What the task asks -> Reproduce verbatim the lines of the listing that begin at the line containing "Practice step: put one dot on the wooden" and run through the end of the listing.

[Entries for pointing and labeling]
• • • • • • •

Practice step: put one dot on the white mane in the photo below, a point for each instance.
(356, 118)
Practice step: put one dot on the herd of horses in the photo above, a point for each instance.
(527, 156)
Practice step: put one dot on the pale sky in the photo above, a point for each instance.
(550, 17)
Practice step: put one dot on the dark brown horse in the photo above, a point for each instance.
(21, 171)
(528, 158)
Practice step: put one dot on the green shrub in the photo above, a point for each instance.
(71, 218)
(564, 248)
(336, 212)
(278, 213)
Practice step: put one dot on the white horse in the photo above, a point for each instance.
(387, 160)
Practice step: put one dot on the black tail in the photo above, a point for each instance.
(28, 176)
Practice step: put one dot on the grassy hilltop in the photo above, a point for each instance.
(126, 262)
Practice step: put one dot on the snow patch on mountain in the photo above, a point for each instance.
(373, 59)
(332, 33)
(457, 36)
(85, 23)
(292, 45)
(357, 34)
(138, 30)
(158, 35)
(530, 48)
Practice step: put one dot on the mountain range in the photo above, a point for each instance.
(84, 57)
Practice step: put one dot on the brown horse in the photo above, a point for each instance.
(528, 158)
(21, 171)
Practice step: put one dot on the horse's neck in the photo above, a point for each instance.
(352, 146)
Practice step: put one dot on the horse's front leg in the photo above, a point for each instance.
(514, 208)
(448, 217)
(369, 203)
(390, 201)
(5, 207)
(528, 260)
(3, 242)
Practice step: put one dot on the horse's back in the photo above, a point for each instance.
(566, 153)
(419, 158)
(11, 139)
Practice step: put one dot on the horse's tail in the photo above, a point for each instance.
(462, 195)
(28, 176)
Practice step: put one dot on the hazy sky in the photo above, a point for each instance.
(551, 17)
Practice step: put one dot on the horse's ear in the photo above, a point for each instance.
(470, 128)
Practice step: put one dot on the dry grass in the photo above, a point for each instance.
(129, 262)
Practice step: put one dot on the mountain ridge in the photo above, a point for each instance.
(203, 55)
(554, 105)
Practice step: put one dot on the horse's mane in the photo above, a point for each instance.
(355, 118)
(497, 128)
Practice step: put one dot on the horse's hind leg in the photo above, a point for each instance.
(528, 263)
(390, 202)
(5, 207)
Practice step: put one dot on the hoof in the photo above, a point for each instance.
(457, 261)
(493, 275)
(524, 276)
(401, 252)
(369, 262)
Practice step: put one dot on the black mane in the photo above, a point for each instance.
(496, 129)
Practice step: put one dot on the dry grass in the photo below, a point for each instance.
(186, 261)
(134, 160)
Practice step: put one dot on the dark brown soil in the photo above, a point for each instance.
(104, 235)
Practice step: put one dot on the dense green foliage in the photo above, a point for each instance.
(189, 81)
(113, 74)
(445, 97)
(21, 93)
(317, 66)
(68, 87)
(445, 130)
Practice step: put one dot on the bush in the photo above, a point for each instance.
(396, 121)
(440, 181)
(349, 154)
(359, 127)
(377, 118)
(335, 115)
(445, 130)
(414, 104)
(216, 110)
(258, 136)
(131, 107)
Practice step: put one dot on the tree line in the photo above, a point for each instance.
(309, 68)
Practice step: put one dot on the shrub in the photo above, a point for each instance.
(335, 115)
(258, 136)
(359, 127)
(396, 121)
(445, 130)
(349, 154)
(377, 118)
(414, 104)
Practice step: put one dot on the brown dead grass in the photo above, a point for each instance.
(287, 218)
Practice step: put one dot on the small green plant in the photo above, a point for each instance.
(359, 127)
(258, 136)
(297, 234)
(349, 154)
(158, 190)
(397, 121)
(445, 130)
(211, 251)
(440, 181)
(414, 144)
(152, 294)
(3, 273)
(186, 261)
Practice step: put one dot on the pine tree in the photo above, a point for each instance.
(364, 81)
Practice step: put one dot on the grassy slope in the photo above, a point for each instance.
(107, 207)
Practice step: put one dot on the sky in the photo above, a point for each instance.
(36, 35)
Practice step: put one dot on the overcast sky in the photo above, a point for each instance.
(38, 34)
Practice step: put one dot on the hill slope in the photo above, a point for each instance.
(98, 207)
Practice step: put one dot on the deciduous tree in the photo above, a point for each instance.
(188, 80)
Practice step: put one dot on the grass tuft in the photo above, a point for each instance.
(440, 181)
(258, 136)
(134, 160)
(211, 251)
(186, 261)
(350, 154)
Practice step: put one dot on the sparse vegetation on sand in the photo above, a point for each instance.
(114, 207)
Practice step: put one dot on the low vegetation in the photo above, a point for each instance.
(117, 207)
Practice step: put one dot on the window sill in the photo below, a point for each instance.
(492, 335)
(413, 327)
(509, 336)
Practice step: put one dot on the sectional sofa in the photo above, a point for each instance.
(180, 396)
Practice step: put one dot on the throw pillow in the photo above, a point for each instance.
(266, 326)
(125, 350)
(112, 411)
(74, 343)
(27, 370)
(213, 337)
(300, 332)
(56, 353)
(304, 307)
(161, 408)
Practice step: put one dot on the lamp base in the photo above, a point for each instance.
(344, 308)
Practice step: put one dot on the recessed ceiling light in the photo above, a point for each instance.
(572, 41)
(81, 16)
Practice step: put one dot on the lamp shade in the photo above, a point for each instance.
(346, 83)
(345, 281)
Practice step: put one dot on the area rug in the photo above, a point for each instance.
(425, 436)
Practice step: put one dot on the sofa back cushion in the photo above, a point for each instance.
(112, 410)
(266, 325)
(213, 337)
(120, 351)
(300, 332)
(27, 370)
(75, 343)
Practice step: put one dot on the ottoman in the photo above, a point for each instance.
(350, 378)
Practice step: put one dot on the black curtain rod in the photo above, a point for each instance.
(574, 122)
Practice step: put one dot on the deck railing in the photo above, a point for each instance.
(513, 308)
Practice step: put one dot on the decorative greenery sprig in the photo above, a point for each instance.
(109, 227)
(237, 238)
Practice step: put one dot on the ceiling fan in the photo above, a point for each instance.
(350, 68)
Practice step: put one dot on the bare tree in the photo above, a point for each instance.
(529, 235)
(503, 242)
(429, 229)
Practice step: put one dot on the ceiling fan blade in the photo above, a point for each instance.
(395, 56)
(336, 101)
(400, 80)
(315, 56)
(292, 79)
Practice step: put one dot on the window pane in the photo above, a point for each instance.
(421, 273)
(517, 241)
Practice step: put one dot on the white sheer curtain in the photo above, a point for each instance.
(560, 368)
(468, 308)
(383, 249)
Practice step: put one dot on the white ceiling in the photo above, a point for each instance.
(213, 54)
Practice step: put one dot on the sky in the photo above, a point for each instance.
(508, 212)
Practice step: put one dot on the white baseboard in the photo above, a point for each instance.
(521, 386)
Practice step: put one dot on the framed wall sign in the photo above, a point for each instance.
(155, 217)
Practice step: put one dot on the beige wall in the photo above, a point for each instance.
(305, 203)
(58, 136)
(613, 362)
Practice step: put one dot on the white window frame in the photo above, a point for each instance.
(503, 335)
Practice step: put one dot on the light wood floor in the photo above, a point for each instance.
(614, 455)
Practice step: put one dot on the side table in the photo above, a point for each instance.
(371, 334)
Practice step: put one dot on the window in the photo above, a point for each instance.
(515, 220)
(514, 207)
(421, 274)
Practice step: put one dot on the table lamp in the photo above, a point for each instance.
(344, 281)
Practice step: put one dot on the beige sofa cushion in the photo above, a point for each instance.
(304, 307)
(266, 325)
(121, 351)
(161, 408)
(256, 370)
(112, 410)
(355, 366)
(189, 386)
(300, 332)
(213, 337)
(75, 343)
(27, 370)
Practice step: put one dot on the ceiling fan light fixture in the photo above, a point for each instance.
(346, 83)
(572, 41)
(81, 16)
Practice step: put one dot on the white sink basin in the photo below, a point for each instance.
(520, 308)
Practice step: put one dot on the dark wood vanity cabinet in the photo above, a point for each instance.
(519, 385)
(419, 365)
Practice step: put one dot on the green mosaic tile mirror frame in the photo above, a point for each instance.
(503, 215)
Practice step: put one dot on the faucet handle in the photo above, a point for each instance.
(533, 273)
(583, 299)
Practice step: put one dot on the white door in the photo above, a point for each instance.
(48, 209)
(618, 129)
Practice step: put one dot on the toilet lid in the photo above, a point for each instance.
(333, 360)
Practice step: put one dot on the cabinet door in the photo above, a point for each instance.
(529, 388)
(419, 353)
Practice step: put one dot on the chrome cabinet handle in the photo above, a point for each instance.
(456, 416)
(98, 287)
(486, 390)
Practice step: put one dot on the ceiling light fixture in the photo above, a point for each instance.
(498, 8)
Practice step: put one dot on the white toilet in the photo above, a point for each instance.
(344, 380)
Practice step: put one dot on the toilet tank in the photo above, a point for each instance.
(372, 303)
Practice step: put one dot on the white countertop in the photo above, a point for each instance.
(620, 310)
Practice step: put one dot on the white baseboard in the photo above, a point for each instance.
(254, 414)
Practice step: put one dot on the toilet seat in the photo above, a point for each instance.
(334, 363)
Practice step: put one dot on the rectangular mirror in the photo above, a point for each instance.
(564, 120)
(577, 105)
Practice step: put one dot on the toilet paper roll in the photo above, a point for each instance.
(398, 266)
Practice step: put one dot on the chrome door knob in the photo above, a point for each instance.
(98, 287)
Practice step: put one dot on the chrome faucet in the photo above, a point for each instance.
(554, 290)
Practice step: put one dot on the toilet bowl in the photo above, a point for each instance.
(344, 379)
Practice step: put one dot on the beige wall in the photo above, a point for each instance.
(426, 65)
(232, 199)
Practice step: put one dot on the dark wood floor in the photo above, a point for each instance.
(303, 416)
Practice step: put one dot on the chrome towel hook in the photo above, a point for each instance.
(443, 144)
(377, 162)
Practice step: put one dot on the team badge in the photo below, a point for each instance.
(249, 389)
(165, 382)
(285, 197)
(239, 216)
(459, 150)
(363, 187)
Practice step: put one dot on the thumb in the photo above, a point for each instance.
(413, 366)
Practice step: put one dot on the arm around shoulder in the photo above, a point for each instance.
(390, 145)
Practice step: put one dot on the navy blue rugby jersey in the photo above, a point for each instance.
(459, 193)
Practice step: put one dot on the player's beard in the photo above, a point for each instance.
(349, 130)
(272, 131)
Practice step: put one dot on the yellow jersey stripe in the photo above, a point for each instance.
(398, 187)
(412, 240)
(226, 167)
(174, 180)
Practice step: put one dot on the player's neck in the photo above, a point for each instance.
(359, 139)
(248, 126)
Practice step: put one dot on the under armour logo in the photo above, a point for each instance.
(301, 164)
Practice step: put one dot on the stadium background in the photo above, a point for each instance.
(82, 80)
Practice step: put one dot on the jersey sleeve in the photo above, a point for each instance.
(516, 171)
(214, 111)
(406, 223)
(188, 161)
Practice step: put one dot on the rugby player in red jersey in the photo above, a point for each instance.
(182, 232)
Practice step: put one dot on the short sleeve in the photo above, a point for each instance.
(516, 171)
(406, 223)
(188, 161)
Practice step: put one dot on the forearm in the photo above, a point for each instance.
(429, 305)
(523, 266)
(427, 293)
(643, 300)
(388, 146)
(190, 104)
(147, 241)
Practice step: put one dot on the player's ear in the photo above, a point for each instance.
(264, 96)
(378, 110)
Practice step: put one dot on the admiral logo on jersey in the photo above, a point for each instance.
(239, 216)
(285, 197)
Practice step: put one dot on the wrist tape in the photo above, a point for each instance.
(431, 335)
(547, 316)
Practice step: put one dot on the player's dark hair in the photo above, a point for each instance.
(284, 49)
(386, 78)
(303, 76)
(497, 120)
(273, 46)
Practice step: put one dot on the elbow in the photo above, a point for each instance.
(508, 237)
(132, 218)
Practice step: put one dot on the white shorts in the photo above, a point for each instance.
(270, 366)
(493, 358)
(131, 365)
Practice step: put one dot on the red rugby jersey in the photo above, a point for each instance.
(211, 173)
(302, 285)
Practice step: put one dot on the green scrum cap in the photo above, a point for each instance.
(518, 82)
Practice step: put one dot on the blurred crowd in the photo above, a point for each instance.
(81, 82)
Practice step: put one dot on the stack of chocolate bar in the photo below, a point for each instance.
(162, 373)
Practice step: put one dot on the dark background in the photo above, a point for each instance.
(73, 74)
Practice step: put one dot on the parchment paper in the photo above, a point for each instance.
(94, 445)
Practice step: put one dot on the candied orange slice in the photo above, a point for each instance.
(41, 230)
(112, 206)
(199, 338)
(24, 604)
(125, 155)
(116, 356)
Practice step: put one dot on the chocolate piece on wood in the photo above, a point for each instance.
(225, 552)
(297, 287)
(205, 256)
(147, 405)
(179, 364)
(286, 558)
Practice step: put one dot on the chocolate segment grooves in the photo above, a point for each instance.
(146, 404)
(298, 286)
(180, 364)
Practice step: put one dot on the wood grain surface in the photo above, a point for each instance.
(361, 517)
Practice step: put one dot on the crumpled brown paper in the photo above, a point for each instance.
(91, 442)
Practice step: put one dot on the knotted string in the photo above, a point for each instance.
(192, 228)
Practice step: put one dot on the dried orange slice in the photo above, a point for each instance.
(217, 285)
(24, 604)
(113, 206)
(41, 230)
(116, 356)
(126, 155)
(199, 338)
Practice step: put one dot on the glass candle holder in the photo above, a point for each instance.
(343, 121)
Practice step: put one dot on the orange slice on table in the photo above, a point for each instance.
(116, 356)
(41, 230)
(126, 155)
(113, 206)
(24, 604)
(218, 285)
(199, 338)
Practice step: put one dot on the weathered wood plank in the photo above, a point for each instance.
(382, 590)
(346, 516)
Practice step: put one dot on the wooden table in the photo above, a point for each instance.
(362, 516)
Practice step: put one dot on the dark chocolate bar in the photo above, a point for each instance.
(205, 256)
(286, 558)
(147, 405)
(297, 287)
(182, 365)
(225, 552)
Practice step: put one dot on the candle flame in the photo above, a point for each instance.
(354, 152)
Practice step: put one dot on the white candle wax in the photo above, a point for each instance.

• • • • • • •

Output of the task ->
Practice step: put one dot on the wooden table in the photo above, a point for each instance.
(362, 516)
Practice step: put one dot on the dark chocolate bar in the photo above, a point for each instance.
(205, 256)
(286, 558)
(147, 405)
(297, 287)
(182, 365)
(225, 552)
Practice step: put one dot on the candle flame in the photo above, a point for each instance.
(354, 152)
Practice step: put one dot on the white candle wax in the photo above, a point for each instance.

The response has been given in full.